Copy out the data below word for word, beginning at the line that contains "football shorts in" and continuing through the last line, with both ends included.

Dataset rows showing where objects appear
++++++++++++++++++++
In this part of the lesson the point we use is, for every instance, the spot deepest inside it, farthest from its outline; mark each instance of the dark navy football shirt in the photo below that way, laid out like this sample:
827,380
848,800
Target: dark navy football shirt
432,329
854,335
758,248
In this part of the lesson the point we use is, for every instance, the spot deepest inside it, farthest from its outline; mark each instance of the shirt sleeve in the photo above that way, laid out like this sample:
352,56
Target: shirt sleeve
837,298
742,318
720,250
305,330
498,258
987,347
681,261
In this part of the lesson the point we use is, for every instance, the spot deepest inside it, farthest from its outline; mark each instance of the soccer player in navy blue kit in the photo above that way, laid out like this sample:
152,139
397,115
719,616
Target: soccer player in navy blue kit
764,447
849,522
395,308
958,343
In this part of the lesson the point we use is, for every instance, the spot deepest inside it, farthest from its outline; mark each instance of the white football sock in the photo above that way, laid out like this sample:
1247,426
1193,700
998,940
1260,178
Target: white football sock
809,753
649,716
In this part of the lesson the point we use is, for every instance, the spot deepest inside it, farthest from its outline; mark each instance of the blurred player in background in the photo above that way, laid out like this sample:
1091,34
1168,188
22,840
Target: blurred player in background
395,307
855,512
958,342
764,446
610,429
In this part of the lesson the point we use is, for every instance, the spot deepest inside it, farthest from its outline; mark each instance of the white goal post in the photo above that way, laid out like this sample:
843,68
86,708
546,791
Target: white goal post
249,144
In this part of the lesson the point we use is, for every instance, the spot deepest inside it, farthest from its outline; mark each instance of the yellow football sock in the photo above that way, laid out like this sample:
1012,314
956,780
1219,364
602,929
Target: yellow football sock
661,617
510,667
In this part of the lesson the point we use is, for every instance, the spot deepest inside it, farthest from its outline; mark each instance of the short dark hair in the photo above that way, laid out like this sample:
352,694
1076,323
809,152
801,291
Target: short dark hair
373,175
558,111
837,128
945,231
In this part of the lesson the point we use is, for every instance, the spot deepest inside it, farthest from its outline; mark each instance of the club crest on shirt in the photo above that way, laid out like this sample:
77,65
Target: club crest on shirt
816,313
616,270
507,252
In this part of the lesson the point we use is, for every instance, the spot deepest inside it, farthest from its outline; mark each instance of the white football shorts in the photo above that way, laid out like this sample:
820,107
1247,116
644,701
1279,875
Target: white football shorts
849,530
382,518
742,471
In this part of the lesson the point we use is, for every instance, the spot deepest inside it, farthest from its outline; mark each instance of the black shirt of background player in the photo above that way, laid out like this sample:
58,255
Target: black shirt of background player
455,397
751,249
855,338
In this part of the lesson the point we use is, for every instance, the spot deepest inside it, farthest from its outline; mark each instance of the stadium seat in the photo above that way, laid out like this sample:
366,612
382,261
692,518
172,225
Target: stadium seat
++++++++++++++++++++
Exercise result
In this part of the lesson the point we use is, for every instance, the spot deepest inside it, farthest from its outline; mark each instance of the white football shorts in the photo above that way, laid out like this sample:
820,107
1247,116
644,701
1279,875
Target: white football shorts
849,530
382,518
742,471
In this part of the lesson the point we use is, for every instance, the spot deepest inside it, farthest from its outline; mark each instance of the black shirt of background player in the photo above that way, laid out like this sample:
58,255
Target: black shirt of background player
455,397
751,249
855,338
In this part of the lesson the point we use is, for every instance, the spot deepest inside it, farthest from its outline; mark each instance of the stadium seat in the photo above that way, laid out like this sample:
366,612
382,261
692,518
172,225
Target: stadium seat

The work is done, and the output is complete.